(What to do)
Print each line exactly as it is given.

___ Material for this task

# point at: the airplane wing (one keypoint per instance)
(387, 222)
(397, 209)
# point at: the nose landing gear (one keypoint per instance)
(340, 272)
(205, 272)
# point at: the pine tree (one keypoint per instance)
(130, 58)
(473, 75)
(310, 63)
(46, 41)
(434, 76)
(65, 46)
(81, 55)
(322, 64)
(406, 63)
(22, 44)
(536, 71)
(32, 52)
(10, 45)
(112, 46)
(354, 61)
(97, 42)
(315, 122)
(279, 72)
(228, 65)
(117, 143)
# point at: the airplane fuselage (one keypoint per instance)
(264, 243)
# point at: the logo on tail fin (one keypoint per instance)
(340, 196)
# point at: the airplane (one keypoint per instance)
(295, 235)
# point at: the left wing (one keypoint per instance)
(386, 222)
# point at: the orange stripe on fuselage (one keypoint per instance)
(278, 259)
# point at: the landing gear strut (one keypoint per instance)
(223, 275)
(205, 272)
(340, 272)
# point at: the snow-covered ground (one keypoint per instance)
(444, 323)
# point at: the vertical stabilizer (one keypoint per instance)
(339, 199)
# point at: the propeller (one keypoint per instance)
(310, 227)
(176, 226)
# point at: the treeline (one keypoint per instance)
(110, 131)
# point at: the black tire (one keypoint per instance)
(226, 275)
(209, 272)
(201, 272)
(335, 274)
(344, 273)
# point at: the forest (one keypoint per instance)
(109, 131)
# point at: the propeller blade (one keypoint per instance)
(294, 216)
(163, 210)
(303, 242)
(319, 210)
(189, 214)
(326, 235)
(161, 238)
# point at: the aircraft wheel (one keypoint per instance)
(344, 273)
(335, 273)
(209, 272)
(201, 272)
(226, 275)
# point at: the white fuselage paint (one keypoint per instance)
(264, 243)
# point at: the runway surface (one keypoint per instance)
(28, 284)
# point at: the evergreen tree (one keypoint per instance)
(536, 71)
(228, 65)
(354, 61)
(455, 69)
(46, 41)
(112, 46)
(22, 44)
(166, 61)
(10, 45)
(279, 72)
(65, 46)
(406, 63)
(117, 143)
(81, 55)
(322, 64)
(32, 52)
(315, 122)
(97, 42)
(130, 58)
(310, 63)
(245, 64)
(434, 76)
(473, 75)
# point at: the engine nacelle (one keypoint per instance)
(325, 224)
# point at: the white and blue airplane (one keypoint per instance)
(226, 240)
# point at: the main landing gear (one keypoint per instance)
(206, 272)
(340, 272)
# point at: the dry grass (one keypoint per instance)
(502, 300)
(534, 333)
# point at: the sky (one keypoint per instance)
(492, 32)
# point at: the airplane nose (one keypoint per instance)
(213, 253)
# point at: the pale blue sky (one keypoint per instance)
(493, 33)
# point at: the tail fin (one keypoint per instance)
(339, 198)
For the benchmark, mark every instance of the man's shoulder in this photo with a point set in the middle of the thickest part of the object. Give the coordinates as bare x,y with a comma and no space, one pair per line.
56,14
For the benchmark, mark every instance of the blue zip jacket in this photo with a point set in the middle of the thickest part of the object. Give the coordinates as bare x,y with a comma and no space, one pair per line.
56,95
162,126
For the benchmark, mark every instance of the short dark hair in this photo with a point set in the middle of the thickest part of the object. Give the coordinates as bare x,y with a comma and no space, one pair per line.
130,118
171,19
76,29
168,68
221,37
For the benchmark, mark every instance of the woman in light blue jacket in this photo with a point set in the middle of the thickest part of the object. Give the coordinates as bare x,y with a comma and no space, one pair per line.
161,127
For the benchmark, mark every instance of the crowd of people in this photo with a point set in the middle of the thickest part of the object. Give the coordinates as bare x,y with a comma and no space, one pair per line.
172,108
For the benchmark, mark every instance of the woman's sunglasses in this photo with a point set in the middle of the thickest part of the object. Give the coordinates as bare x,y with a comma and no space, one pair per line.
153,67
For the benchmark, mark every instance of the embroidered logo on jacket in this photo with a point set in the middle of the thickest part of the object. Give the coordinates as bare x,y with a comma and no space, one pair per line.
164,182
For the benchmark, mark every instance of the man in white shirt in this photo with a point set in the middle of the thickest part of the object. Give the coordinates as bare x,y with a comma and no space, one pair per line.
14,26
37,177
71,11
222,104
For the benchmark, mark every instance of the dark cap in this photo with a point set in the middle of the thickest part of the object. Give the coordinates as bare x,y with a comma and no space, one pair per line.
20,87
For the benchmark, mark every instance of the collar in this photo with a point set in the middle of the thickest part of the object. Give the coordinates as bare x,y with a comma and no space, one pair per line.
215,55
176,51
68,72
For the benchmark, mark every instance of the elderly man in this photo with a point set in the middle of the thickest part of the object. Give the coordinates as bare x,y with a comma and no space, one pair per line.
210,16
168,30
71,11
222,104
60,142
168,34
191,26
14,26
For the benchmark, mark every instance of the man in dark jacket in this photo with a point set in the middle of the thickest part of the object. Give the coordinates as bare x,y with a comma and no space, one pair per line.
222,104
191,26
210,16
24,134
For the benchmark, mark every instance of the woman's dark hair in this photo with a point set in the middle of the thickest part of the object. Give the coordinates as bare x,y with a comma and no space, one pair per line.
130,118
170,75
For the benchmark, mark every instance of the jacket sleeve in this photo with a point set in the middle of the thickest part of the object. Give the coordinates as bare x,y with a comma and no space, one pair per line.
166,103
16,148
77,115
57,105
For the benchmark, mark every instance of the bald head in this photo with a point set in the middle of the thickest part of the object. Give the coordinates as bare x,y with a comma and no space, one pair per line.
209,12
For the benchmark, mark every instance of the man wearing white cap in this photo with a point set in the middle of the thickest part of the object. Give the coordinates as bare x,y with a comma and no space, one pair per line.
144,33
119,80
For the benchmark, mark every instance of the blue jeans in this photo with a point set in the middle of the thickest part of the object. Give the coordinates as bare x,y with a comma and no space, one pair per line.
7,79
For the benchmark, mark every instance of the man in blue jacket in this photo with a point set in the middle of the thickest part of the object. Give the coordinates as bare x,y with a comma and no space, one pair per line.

______

(Finished task)
# point at: the airplane wing (one keypoint per instance)
(387, 222)
(397, 209)
# point at: the nose landing gear (one keypoint per instance)
(340, 272)
(205, 272)
# point at: the pine tree (one keypoint per instance)
(130, 58)
(473, 75)
(310, 63)
(46, 41)
(434, 76)
(65, 46)
(81, 55)
(322, 64)
(406, 63)
(22, 44)
(536, 71)
(32, 52)
(10, 45)
(112, 46)
(354, 61)
(97, 42)
(315, 122)
(279, 72)
(228, 65)
(117, 143)
# point at: the airplane fuselage (one keypoint per instance)
(264, 243)
# point at: the logo on tail fin (one keypoint per instance)
(340, 196)
# point at: the airplane (one keypoint per instance)
(295, 235)
# point at: the left wing (one keypoint per instance)
(386, 222)
# point at: the orange stripe on fuselage (one keypoint per instance)
(278, 259)
# point at: the landing gear strut (one keypoint per instance)
(223, 275)
(205, 272)
(340, 272)
# point at: the snow-covered ground (one keypoint per instance)
(444, 323)
# point at: the vertical stabilizer (one keypoint per instance)
(339, 199)
# point at: the propeller (one keypoint per instance)
(310, 227)
(176, 226)
# point at: the treeline (one keypoint per instance)
(110, 131)
# point at: the black tire (one keypoint per instance)
(226, 275)
(209, 272)
(201, 272)
(335, 274)
(344, 273)
# point at: the forest (one keypoint per instance)
(109, 131)
# point at: the propeller blade (one keypoint per instance)
(294, 216)
(163, 210)
(303, 242)
(319, 210)
(189, 214)
(326, 235)
(161, 238)
# point at: the aircraft wheel (one keypoint per instance)
(344, 273)
(335, 273)
(209, 272)
(201, 272)
(226, 275)
# point at: the white fuselage paint (one keypoint per instance)
(264, 243)
# point at: the runway surface (one keypoint per instance)
(28, 284)
# point at: the evergreen tree (one keypoint per instance)
(536, 71)
(228, 65)
(354, 61)
(455, 69)
(46, 41)
(112, 46)
(22, 44)
(166, 61)
(10, 45)
(279, 72)
(65, 46)
(406, 63)
(117, 143)
(81, 55)
(322, 64)
(32, 52)
(315, 122)
(97, 42)
(130, 58)
(310, 63)
(245, 64)
(434, 76)
(473, 75)
# point at: the engine nacelle (one keypoint per instance)
(325, 224)
# point at: the white and blue airplane (one keypoint per instance)
(226, 240)
# point at: the main landing gear (one keypoint per instance)
(206, 272)
(340, 272)
# point at: the dry grass (one keypoint per instance)
(502, 300)
(534, 333)
# point at: the sky (one keypoint per instance)
(492, 32)
# point at: the airplane nose (one keypoint per instance)
(213, 253)
# point at: the pale blue sky (one keypoint per instance)
(493, 33)
# point at: the tail fin (one keypoint per instance)
(339, 198)
For the benchmark, mark every instance of the man's shoulder in this photo with a point set in the middle of the thickest part of the object. Give the coordinates as bare x,y with a comma and no space, one pair per line.
56,14
For the benchmark, mark every instance of the blue zip jacket in this photo with a point set in the middle of the thickest part of the object. Give the coordinates as bare x,y with a comma and no space, one pair per line.
56,95
162,126
For the benchmark, mark every instance of the short dark hair in this photo with a point set in the middle of the thickest part of the object. Give the coordinates as bare x,y with a comma and no space, one pair per line.
130,118
171,19
76,29
168,68
221,37
For the benchmark, mark every instance of the woman in light blue jacket in this photo with a point set in the middle of the thickest part of the object. Give the coordinates as bare x,y with a comma and no space, one pair per line.
161,127
For the benchmark, mark every instance of the crowd of people in this photo with a point set in the middle of the thickest part of the object. Give the coordinates as bare x,y with a comma and no space, one pair per line.
172,108
For the benchmark, mark every instance of the woman's sunglasses in this photo with a point set in the middle of the thickest part of the object. Give the coordinates as bare x,y with a comma and no space, one pair per line.
153,67
For the benchmark, mark every instance of the embroidered logo on jacket in this photo with a point set in the middle of the thickest part of the object. Give the coordinates as bare x,y with a comma and no space, one pair per line.
164,182
For the benchmark, mark every instance of the man in white shirt in this photo with a point set in the middle of the thickest part of the object. Give the coordinates as bare x,y with a comma and no space, one pair per line.
14,26
37,177
71,11
222,104
For the benchmark, mark every instance of the dark cap in this photo with a point set in the middle of the thickest part of the object. Give the coordinates as bare x,y with a comma and no space, one pair per line.
20,87
For the benchmark, mark every instance of the collar in this photo with a point set in the middle of the thickest part of the object. Give the coordinates as bare x,y with a comma and no space, one pair per line.
215,55
176,51
68,72
For the benchmark, mark every instance of the elderly man in this photo with a point set in the middle of the thickest part of the object. Give the coordinates as bare x,y with a comma and no space, one pair per line.
210,16
168,30
71,11
222,104
60,142
168,34
191,26
14,26
For the benchmark, mark every instance of the man in dark jacket in this photo with a point set in the middle of the thickest part of the object. Give the coordinates as bare x,y with a comma and no space, one pair per line.
222,104
191,26
210,16
24,134
For the benchmark, mark every instance of the woman's dark hair in this photo with a point set in the middle of the thickest part of the object. Give the coordinates as bare x,y with a comma and no space, one pair per line.
130,118
170,75
For the benchmark, mark every instance of the jacket sleeve in this photo with a point set in the middle of the thickest part of the object. Give the coordinates as bare x,y with a comma and no space, one pair per line.
166,103
16,148
77,115
57,105
For the benchmark, mark every instance of the bald head in this photo with a point set in the middle of the thickest part of the object. Give the coordinates as bare x,y with a comma and no space, one pair per line.
209,12
For the benchmark, mark every instance of the man wearing white cap in this photo with a point set in the middle of the thickest part of the object. Give the coordinates as bare x,y with a comma and no space, one pair per line.
144,33
119,80
For the benchmark, mark every instance of the blue jeans in this photo with a point set in the middle of the thickest part of the object. Give the coordinates as bare x,y with a comma and no space, one pair per line.
7,79
For the benchmark, mark every instance of the man in blue jacket in this photo with a point set in the middle of the thickest part of the object. Give the coordinates as bare x,y with a comma and no space, one pair per line.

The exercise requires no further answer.